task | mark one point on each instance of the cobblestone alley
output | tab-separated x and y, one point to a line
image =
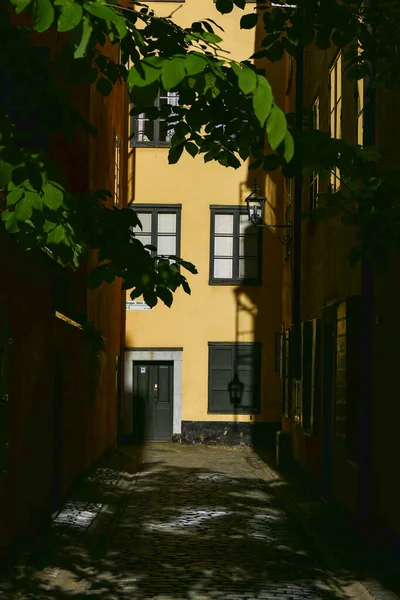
193	523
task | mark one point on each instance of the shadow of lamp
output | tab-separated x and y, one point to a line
255	211
235	388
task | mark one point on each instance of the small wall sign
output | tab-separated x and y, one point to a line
137	305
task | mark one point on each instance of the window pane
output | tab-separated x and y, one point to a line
222	357
245	226
145	239
223	268
145	219
220	379
223	246
247	268
223	223
248	245
166	223
166	244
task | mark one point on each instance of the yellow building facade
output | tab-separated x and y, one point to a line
182	359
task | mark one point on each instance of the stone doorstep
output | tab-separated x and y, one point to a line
351	589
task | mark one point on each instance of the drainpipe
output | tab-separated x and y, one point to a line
365	483
298	185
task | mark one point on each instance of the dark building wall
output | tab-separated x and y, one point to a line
56	427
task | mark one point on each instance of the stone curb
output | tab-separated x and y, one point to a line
351	589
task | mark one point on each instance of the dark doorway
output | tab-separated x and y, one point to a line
56	495
152	401
328	375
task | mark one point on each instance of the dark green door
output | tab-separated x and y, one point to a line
152	400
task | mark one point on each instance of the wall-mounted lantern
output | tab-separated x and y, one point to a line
255	211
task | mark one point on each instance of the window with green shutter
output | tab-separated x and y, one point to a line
226	359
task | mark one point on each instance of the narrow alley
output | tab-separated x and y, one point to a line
190	523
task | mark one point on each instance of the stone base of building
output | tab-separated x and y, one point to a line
228	433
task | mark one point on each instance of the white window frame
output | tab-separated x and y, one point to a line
335	111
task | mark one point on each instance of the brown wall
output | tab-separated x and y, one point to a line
56	427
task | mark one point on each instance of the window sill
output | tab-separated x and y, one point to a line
234	283
231	411
150	144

▸ **Exercise task**: Reproduce the lines of the listing above verbatim, starting with the line that contains "task | mark one point on each instance of the brown" and going on through the final line of the listing.

▸ **Reply to the task**:
task | mark one point on each instance of the brown wall
output | tab-separated x and y, one point to a line
56	427
task | mark one point on each instance of the window sill
output | tab-separated x and y, one point to a line
234	283
231	411
150	144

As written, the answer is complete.